How many three digit numbers with increasing digits can be formed from the set $\{1, 2, 3, 4, 5, 6, 7, 8\}$? 
Suppose we pick 3 numbers $x,y,z \in \{1,2,3,4,5,6,7,8\}$ and form a 3
  digit number $xyz$ how many possible combinations numbers can we
  create such that $x < y < z$. For example $357$ would be one such
  combination.

I'm struggling with this problem here is what I have so far, we know that $x \leq 6$ otherwise there aren't enough numbers in the list to make an increasing sequence. So we have $6$ choices for the first digit. Now is where I am stuck on what to do next.
Please help.
───
Written exercise a:
Please reproduce the entries from the line containing "find the grassy" through the line containing "left=599, top=385, right=1024, bottom=681", with both of those lines included.
The math post and the entries are unrelated to each other.
───
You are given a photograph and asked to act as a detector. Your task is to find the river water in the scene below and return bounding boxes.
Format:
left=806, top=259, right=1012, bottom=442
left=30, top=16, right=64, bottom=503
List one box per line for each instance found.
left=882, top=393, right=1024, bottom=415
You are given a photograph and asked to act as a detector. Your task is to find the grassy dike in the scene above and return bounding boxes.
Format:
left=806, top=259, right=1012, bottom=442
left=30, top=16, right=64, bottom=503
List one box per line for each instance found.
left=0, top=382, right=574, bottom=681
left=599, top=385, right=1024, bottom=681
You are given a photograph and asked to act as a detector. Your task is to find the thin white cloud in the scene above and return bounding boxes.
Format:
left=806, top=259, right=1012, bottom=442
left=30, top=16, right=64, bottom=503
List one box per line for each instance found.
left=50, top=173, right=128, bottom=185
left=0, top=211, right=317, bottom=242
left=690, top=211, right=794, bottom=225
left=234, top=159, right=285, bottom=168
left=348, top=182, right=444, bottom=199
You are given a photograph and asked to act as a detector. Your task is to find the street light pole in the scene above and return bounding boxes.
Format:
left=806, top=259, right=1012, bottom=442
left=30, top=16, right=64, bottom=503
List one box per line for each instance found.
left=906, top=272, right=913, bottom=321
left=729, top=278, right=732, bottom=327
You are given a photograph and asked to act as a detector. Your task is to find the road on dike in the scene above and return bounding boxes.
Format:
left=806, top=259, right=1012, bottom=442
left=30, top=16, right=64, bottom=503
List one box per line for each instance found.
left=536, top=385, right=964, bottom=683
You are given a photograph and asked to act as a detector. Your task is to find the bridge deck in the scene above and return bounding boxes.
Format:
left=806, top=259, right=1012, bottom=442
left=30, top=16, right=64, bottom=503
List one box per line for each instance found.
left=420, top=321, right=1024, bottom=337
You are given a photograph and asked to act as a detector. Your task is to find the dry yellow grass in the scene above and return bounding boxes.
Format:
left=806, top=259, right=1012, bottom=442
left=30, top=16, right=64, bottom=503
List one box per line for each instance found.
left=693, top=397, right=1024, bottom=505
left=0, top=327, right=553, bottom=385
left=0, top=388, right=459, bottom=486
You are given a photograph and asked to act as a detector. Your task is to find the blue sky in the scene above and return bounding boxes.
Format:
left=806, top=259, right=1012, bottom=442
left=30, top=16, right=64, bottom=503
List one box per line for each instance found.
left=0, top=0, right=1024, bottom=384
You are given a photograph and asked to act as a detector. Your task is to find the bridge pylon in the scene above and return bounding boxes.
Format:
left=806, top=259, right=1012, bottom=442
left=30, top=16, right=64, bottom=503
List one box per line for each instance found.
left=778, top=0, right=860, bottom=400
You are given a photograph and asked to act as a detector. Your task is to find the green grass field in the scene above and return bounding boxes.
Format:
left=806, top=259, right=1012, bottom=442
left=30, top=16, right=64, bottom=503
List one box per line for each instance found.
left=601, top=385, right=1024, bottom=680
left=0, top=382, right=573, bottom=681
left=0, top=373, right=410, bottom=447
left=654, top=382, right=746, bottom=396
───
Written exercise b:
Resume the post about three-digit numbers with increasing digits from the point where it stops.

Task output a:
You are given a photograph and asked to act as a detector. Your task is to find the grassy dike in the scene above and return bounding boxes.
Format:
left=806, top=259, right=1012, bottom=442
left=30, top=16, right=64, bottom=503
List one box per line for each instance found.
left=0, top=382, right=574, bottom=681
left=599, top=385, right=1024, bottom=681

Task output b:
 A: Since the three digits must be distinct, we must select three of the eight elements in the set $S = \{1, 2, 3, 4, 5, 6, 7, 8\}$.  Once we have selected these digits, there is only one way to order them so that the hundreds digit is less than the tens digit, which, in turn, is less than the units digit.  Thus, the number of ways we can construct a three-digit number $100h + 10t + u$ using the elements in set $S$ in which $h < t < u$ is equal to the number of ways we can select a subset of three elements from a set of eight elements.
A: Choose three digits from $12345678$. So ${8 \choose 3} = \frac{8!}{5!3!} = 56$
A: Here is another way to see it, without (explicit) combinatorics:
Fix the middle number to be $k$, $k=2..7$.  You have $k-1$ choices for $x$ and $8-k$ choices for $z$. This gives
$$
\sum_{k=2}^7 (k-1)(8-k)=56.
$$
A: Here are two ways to proceed.


*

*How many ways are there to choose any three numbers from the set. Not all of these are admissible. But for any such trio, there is exactly one way to rearrange their order so that $x < y < z$. How many different trios when, after being reordered, give the same sequence? For instance, $321$ and $132$ both rearrange to $123$.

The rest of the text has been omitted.